### WHAT IS REQUIRED
Print the data in full, exactly as it reads.

Stored data:
+++

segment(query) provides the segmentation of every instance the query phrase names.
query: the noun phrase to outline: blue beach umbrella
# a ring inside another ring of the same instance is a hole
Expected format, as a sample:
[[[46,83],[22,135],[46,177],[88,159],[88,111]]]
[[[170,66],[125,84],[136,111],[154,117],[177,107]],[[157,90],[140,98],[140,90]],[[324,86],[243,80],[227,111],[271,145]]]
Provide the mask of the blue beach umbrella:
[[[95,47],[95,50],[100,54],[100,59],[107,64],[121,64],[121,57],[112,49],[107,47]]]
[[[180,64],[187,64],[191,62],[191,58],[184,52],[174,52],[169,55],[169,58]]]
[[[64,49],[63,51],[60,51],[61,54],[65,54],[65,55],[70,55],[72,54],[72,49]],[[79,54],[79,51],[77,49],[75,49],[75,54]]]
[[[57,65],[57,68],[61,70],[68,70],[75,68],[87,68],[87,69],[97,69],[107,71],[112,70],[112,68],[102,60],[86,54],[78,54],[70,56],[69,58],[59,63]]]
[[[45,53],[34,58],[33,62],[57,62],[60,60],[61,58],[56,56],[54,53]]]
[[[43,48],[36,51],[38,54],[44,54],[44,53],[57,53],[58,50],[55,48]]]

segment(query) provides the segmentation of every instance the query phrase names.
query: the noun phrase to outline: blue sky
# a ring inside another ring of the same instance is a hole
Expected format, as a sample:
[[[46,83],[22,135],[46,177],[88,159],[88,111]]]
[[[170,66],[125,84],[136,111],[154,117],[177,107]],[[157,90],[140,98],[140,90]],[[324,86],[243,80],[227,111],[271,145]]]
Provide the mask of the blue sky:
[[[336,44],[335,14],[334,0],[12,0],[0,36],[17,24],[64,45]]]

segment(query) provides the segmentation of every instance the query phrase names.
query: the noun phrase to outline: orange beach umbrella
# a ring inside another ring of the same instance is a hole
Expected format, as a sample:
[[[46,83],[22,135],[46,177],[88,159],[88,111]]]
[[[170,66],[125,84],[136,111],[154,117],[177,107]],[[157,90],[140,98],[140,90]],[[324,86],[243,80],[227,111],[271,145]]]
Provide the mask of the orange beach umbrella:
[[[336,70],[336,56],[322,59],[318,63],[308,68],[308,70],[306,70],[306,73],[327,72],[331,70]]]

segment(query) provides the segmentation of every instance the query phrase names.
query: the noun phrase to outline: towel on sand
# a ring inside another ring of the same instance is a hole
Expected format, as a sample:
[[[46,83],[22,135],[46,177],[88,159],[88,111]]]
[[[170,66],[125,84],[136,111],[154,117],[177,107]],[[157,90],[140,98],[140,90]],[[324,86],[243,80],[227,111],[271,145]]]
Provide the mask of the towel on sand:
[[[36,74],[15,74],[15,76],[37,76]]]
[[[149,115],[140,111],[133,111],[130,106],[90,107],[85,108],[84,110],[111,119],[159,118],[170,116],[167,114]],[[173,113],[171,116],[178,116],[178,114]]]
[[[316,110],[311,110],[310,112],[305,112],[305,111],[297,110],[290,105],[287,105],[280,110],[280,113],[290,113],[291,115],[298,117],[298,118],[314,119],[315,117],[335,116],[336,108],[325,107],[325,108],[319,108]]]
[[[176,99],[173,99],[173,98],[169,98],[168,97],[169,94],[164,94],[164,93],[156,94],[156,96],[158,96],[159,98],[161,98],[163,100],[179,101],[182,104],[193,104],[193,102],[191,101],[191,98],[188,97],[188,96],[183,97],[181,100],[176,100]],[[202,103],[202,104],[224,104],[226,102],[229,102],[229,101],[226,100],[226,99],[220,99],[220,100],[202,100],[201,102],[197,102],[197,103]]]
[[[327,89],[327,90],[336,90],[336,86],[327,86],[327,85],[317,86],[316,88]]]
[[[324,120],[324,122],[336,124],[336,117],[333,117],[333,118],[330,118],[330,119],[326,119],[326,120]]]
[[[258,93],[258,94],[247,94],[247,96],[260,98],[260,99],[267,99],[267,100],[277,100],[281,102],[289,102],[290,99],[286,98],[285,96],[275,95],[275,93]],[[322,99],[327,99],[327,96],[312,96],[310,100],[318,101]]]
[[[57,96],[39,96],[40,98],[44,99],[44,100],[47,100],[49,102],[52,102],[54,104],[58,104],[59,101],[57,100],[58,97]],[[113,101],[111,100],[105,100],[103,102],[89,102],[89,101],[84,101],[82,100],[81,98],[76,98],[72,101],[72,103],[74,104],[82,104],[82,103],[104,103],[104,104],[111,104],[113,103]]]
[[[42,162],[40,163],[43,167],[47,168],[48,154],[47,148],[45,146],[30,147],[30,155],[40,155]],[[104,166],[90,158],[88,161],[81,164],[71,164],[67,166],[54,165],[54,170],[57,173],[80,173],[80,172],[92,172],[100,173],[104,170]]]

+++

### EXPECTED ANSWER
segment(query) provides the segmentation of every instance the query phrase names.
query: the noun phrase to outline: blue beach umbrella
# a ring inside another ring of the same instance is a hole
Expected format, as a sample:
[[[46,83],[22,135],[46,177],[88,159],[88,111]]]
[[[170,66],[125,84],[136,111],[154,117],[177,107]],[[157,90],[140,98],[140,90]],[[324,86],[243,80],[227,111],[271,145]]]
Provide the mask of the blue beach umbrella:
[[[95,47],[95,50],[100,54],[100,59],[107,64],[121,64],[121,57],[112,49],[107,47]]]
[[[180,64],[187,64],[191,62],[191,58],[184,52],[174,52],[169,55],[169,58]]]
[[[64,49],[63,51],[60,51],[61,54],[65,54],[65,55],[70,55],[72,54],[72,49]],[[79,54],[79,51],[77,49],[75,49],[75,54]]]
[[[57,65],[57,68],[61,70],[68,70],[75,68],[87,68],[87,69],[97,69],[107,71],[112,70],[112,68],[102,60],[86,54],[78,54],[70,56],[69,58],[59,63]]]
[[[45,53],[34,58],[33,62],[57,62],[60,60],[61,58],[56,56],[54,53]]]
[[[43,48],[36,51],[38,54],[44,54],[44,53],[57,53],[58,50],[55,48]]]

segment(query) provides the segmentation of every instance the query phrase names.
query: the noun phrase to outline: blue sky
# a ring inside another ring of the same instance is a hole
Expected format, as a sample:
[[[46,83],[22,135],[46,177],[88,159],[88,111]]]
[[[170,66],[125,84],[136,111],[154,117],[177,107]],[[157,90],[140,98],[140,90]],[[324,86],[243,80],[227,111],[271,145]]]
Provide the mask of the blue sky:
[[[336,44],[335,14],[334,0],[12,0],[0,36],[17,24],[64,45]]]

segment(query) provides the segmentation of every instance the query phrase names.
query: the noun phrase to outline: orange beach umbrella
# a ring inside another ring of the same instance is a hole
Expected format, as a sample:
[[[46,83],[22,135],[46,177],[88,159],[88,111]]]
[[[170,66],[125,84],[136,111],[154,117],[177,107]],[[157,90],[140,98],[140,90]],[[324,86],[243,80],[227,111],[271,145]]]
Provide the mask of the orange beach umbrella:
[[[336,70],[336,56],[322,59],[318,63],[308,68],[308,70],[306,70],[306,73],[327,72],[331,70]]]

segment(query) provides the segmentation of every instance the query phrase names.
query: the noun phrase to outline: towel on sand
# a ring inside another ring of the same instance is a hole
Expected format, as a sample:
[[[46,83],[22,135],[46,177],[88,159],[88,111]]]
[[[170,66],[125,84],[136,111],[154,117],[177,107]],[[157,90],[140,98],[140,90]],[[324,86],[243,80],[227,111],[271,145]]]
Provide the mask of the towel on sand:
[[[36,74],[15,74],[15,76],[37,76]]]
[[[149,115],[140,111],[133,111],[130,106],[90,107],[85,108],[84,110],[111,119],[159,118],[170,116],[167,114]],[[173,113],[171,116],[178,116],[178,114]]]
[[[316,110],[311,110],[310,112],[305,112],[305,111],[297,110],[290,105],[287,105],[280,110],[280,113],[290,113],[291,115],[298,117],[298,118],[314,119],[315,117],[335,116],[336,108],[325,107],[325,108],[319,108]]]
[[[176,99],[173,99],[173,98],[169,98],[168,97],[169,94],[164,94],[164,93],[156,94],[156,96],[158,96],[159,98],[161,98],[163,100],[179,101],[182,104],[193,104],[193,102],[191,101],[191,98],[188,97],[188,96],[183,97],[181,100],[176,100]],[[202,103],[202,104],[224,104],[226,102],[229,102],[229,101],[226,100],[226,99],[220,99],[220,100],[202,100],[201,102],[197,102],[197,103]]]
[[[327,89],[327,90],[336,90],[336,86],[327,86],[327,85],[317,86],[316,88]]]
[[[324,120],[324,122],[336,124],[336,117],[333,117],[333,118],[330,118],[330,119],[326,119],[326,120]]]
[[[258,93],[258,94],[247,94],[247,96],[260,98],[260,99],[267,99],[267,100],[277,100],[281,102],[289,102],[290,99],[286,98],[285,96],[275,95],[275,93]],[[322,99],[327,99],[327,96],[312,96],[310,100],[318,101]]]
[[[57,96],[39,96],[40,98],[44,99],[44,100],[47,100],[49,102],[52,102],[54,104],[58,104],[59,101],[57,100],[58,97]],[[113,101],[111,100],[105,100],[103,102],[89,102],[89,101],[84,101],[82,100],[81,98],[76,98],[72,101],[72,103],[74,104],[82,104],[82,103],[104,103],[104,104],[111,104],[113,103]]]
[[[42,162],[40,163],[43,167],[47,168],[48,154],[47,148],[45,146],[30,147],[30,155],[40,155]],[[104,166],[90,158],[88,161],[81,164],[71,164],[67,166],[54,165],[54,170],[57,173],[80,173],[80,172],[92,172],[100,173],[104,170]]]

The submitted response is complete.